* START *

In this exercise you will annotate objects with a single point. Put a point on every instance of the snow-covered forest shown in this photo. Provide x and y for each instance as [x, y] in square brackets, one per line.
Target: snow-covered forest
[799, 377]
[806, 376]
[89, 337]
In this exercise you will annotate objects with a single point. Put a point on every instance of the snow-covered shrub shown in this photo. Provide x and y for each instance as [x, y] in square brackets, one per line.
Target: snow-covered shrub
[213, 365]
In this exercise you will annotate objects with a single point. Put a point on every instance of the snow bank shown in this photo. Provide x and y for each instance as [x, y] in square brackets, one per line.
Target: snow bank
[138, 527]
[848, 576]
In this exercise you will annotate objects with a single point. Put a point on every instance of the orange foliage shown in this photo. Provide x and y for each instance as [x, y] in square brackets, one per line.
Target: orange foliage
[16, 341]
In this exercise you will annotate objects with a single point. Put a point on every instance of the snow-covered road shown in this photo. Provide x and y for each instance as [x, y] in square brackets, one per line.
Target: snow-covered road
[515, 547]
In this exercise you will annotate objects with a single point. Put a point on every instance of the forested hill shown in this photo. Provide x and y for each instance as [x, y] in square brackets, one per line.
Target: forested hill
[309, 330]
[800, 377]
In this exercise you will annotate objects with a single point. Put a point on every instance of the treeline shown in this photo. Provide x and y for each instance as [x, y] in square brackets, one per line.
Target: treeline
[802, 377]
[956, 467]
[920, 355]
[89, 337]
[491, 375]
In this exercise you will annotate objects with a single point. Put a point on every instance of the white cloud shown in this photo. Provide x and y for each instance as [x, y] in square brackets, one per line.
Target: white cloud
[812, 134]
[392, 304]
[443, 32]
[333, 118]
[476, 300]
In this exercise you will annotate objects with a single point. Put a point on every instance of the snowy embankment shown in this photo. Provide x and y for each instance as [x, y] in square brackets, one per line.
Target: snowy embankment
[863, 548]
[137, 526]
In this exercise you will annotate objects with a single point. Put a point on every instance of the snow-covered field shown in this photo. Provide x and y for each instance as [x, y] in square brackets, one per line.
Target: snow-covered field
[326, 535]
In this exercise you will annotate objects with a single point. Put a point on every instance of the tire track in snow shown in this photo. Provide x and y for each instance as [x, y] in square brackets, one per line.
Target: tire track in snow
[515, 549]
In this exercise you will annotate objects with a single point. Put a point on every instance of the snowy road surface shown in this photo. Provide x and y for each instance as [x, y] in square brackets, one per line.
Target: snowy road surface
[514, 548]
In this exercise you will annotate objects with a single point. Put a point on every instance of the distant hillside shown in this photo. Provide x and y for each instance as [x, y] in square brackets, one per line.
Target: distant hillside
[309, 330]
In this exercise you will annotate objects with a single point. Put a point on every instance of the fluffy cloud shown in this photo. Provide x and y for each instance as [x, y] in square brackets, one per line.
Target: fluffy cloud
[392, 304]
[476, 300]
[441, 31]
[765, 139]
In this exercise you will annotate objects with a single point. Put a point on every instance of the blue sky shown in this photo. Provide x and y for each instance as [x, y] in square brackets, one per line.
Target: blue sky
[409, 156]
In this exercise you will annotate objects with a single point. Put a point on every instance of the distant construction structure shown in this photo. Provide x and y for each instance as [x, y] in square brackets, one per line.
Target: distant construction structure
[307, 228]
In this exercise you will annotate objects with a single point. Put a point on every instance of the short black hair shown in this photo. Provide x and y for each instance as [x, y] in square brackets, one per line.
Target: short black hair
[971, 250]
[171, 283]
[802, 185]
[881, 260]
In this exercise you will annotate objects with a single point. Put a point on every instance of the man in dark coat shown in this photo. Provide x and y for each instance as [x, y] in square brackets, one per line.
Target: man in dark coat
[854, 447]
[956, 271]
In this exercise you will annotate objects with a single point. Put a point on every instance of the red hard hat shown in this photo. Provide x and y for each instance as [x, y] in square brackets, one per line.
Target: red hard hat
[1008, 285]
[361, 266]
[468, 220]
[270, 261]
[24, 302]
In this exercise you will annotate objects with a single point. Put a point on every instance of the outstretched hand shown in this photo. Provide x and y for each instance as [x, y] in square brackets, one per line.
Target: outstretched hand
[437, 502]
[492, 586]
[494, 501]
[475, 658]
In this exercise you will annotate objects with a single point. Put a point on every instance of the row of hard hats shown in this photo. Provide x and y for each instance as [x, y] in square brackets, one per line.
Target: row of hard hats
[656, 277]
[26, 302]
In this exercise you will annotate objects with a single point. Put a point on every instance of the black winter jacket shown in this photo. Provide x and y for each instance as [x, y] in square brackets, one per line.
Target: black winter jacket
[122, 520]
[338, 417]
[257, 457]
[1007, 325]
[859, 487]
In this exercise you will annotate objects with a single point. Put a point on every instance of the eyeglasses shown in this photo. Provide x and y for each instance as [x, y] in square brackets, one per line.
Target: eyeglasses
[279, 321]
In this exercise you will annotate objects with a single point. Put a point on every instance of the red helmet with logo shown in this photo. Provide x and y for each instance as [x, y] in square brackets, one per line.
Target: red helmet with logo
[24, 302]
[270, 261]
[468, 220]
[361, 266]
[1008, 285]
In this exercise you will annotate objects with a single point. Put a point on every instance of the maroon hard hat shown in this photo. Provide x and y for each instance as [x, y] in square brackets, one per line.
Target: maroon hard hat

* END *

Reproduce each record exactly as it appears.

● **Response below**:
In this exercise you will annotate objects with a single point. Put a point on every instance of the snow-covered forest shown in this photo. Provide x and y for each instance as [x, y] in square brackets, one per line.
Target: snow-covered forest
[799, 377]
[806, 376]
[89, 337]
In this exercise you will annotate objects with a single point. Put a point on every instance of the snow-covered shrub shown in this photo. Provide x and y for each instance as [x, y] in square brackets, one per line.
Target: snow-covered shrub
[213, 365]
In this exercise you will annotate objects with a single point. Put a point on every instance of the snow bank shown in this photo. Provide x and y for each instance as [x, y] in square brackets, one per line.
Target: snow bank
[138, 527]
[848, 576]
In this exercise you will annotate objects with a single point. Put a point on every instance of the orange foliage shown in this photo. Provide x and y for each instance as [x, y] in square brackets, one per line.
Target: orange foliage
[16, 341]
In this exercise you will annotate objects with a single point. Put a point on every instance of the snow-covered road shown in this photo. Provide x and y for each instance as [x, y] in square brackets, one per line.
Target: snow-covered road
[515, 547]
In this exercise you will annotate objects with a single point. Put a point on every instance of the forested hill shown in this photo. Provide x and y for each instance as [x, y] in square brackets, one per line.
Target: forested hill
[309, 330]
[800, 377]
In this exercise you will annotate objects with a single point. Put a point on every instance of the treeline shown in this photo. Provide x and y for each instance as [x, y] in square brackets, one per line.
Target: treeline
[802, 377]
[956, 467]
[920, 355]
[89, 337]
[491, 375]
In this exercise you will annotate objects with a single point. Put a point on every instance of the white cloud shown in this photo. Provide x and y for each instance as [x, y] in square brackets, one per line.
Target: white cloud
[812, 134]
[392, 304]
[443, 32]
[333, 118]
[476, 300]
In this exercise you will annotate objects with a single point. Put a point on every instance of the snowy embankment shown in this photo. Provide x and y for each instance as [x, y] in square brackets, one per line.
Target: snowy embankment
[863, 548]
[137, 526]
In this exercise you will annotate objects with a single point. Put a point on every instance of the snow-covered field shown in this photo. Provide x and y for each instance as [x, y] in square brackets, one per line.
Target: snow-covered field
[326, 535]
In this exercise you will annotate objects with a single point. Put a point on every instance of the tire track in snow shown in this photo. Provide x and y for each instance as [x, y] in square brackets, one per line.
Target: tire track in snow
[515, 549]
In this exercise you will annotate objects with a single point. Put a point on every instance of the snowy road surface shown in this photo. Provide x and y for each instance as [x, y] in square brackets, one per line.
Target: snowy road surface
[514, 548]
In this exercise you will annotate objects with a single point. Put a point on every instance of the distant hillside shown in this photo. Provide x and y for each instance as [x, y] in square brackets, one per line.
Target: distant hillside
[309, 330]
In this exercise you will annotate objects with a single point. Put a point on every instance of the fluffy cloud shown in this photo. Provide x and y for each instance as [x, y] in square brackets, one per line.
Target: fluffy cloud
[392, 304]
[476, 300]
[441, 31]
[765, 139]
In this exercise you will annotate objects with a single point. Put a point on every instance of the blue sky shown in this photo. Provide x and y for each instance as [x, y] in square brackets, one per line.
Target: blue sky
[409, 156]
In this exercise you will annotate objects with a single point. Put a point on every instance of the distant construction structure shown in this photo. Provide x and y for each instance as [x, y] in square brackets, one per line.
Target: distant construction structure
[307, 228]
In this exercise you will annotate objects with a single point. Put a point on every instance of the short black hair shown in this photo. Provide x and y for each instance as [x, y] in square brackets, one per line.
Target: short black hair
[971, 250]
[171, 283]
[802, 185]
[881, 260]
In this exercise you will annotate objects with a single point. Put a point on every instance of the man in dark coat shown in this photo. Provide x and y for each instance as [x, y] in square brackets, one per line.
Target: man in dark coat
[854, 447]
[956, 271]
In this exercise you will annotate objects with a single point. Put a point on every instance of the red hard hat shown in this photo. Provide x and y for each instance as [x, y] in square brackets, one per line.
Target: red hard hat
[1008, 285]
[361, 266]
[468, 220]
[270, 261]
[24, 302]
In this exercise you will annotate objects with a single point. Put a point on every instance of the outstretched hand shown in this photo. Provide x and y for each instance as [x, y] in square brackets, one per line.
Target: outstretched hand
[437, 502]
[492, 586]
[494, 501]
[475, 658]
In this exercise you will annotate objects with a single point. Put a point on every instance of the row of hard hats shown in this photo. Provide x and y for each instance as [x, y] in square brackets, one per line.
Target: row of hard hats
[656, 277]
[26, 302]
In this exercise you will annotate objects with a single point. Put a point on every instance of the black winter jacket shown in this photo. Provide x and y for each instance as [x, y] in square brackets, one per line.
Target: black winter jacket
[122, 520]
[338, 417]
[257, 457]
[1007, 325]
[859, 487]
In this exercise you will annotate objects with a single point. Put a point on every instance of the eyeglasses shown in this photo. Provide x and y for each instance as [x, y] in square brackets, one per line.
Target: eyeglasses
[279, 321]
In this exercise you will annotate objects with a single point. Put a point on every instance of the red helmet with logo shown in this photo. Provide x and y for each instance as [x, y] in square brackets, one per line.
Target: red helmet with logo
[24, 302]
[270, 261]
[468, 220]
[361, 266]
[1008, 285]
In this exercise you will annotate objects with a single point. Put a point on every instance of the maroon hard hat shown in this photo. Provide x and y for each instance as [x, y] in square brackets, one per line.
Target: maroon hard hat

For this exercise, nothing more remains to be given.